§ **Exercise set**
• 1. In the piece on honeybee die-offs, list the causes named in the sentence with the words "die and disappear for many reasons."
• 2. From the piece on honeybee die-offs, set down word for word the part that opens with the words containing "The bees are" and closes with "more than ever.".
(Supplied text)
D. Dowd Muska


A Stinging Rebuke to Junk Science

April 23, 2015

The bees are dying, and it’s our fault.

That’s been ecochondriac organizations’ mantra for years, as they scaremonger -- and raise millions -- over colony collapse disorder (CCD).

Described by the U.S. Department of Agriculture as “sudden and widespread disappearances of adult honey bees from beehives,” CCD is real, and it is disturbing. Bees are vital to the agriculture industry, and as Americans increasingly embrace locally grown produce from small farms, pollination services will matter more than ever.

CCD must be combatted, broadly and aggressively. But peddlers of junk science, always on the prowl to profit from problems they can blame on technology, aren’t contributing to a rational and effective response.

Fortunately, Angela Logomasini is. Her “‘Beepocalypse’ Not: Alarmist Honeybee Claims Collapse Under Scrutiny,” published by the D.C.-based Competitive Enterprise Institute, fires a bracing shot of facts and data at CCD hysteria.

To counter the charge that CCD is a result of mankind’s “tampering with nature,” Logomasini notes that “honeybees are not even a ‘natural’ part of the ecosystem in the United States. They were imported from Europe during the 17th century for honey production and crop pollination, although some colonies now live in the wild. Like cattle, they are an agricultural commodity that is farmed and managed by human hands.” In the Western Hemisphere, the newcomers “generally do not survive as well,” in part due to “greater genetic variability that makes them more resistant to disease” in the Old World.

And not all hive wipeouts are due to CCD. America’s honeybees, Logomasini notes, “die and disappear for many reasons,” including parasites, stress from transportation, and inadequate nutrition. Varroa mites have “already nearly eliminated wild honeybee populations in the United States.” Trucking hives from state to state causes aggravation and spreads disease. Crop limitation might be making bees’ “nutritional sources … too one dimensional,” and the practice of supplementing diets with high-fructose corn syrup could prove unwise.
(End Supplied text)
(Source material)
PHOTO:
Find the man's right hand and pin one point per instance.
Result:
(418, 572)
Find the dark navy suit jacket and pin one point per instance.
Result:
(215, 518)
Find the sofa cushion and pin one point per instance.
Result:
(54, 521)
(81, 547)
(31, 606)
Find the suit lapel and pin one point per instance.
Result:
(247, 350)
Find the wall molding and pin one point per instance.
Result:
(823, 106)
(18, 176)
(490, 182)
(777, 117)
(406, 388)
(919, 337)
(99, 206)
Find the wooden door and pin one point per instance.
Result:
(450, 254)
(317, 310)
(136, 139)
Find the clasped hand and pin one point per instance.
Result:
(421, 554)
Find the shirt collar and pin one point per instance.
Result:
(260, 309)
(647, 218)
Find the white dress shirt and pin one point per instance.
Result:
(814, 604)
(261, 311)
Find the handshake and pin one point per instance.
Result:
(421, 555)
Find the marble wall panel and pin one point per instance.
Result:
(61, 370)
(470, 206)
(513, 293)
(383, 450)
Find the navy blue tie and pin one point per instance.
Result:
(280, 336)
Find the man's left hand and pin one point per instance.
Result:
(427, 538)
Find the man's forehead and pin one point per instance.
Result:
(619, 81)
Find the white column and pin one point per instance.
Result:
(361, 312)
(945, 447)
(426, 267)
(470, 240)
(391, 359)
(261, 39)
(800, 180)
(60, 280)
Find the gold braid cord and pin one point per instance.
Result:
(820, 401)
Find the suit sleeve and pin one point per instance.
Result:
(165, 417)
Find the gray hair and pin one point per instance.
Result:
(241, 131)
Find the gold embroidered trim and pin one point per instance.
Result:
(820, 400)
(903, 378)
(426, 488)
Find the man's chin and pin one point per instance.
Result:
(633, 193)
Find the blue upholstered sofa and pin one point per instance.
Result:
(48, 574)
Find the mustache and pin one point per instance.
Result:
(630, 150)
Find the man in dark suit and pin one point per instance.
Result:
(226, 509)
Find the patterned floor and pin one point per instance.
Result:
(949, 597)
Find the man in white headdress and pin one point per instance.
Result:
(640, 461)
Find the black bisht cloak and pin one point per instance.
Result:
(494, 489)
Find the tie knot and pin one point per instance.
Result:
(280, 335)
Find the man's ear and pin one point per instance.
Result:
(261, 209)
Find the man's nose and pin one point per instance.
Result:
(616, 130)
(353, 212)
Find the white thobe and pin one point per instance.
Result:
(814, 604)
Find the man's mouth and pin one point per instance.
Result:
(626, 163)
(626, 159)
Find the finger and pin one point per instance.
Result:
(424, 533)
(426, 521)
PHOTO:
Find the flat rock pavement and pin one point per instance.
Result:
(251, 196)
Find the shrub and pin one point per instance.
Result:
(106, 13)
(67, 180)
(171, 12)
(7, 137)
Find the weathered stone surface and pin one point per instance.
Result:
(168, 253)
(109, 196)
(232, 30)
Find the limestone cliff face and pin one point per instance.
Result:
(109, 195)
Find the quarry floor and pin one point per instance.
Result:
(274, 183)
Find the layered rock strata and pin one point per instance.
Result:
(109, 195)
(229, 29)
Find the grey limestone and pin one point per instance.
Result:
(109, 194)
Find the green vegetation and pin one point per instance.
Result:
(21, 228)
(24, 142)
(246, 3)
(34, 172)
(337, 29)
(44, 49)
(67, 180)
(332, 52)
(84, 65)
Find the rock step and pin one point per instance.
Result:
(End Source material)
§ **Exercise solutions**
• 1. parasites, stress from transportation, inadequate nutrition

• 2.
The bees are dying, and it’s our fault.

That’s been ecochondriac organizations’ mantra for years, as they scaremonger -- and raise millions -- over colony collapse disorder (CCD).

Described by the U.S. Department of Agriculture as “sudden and widespread disappearances of adult honey bees from beehives,” CCD is real, and it is disturbing. Bees are vital to the agriculture industry, and as Americans increasingly embrace locally grown produce from small farms, pollination services will matter more than ever.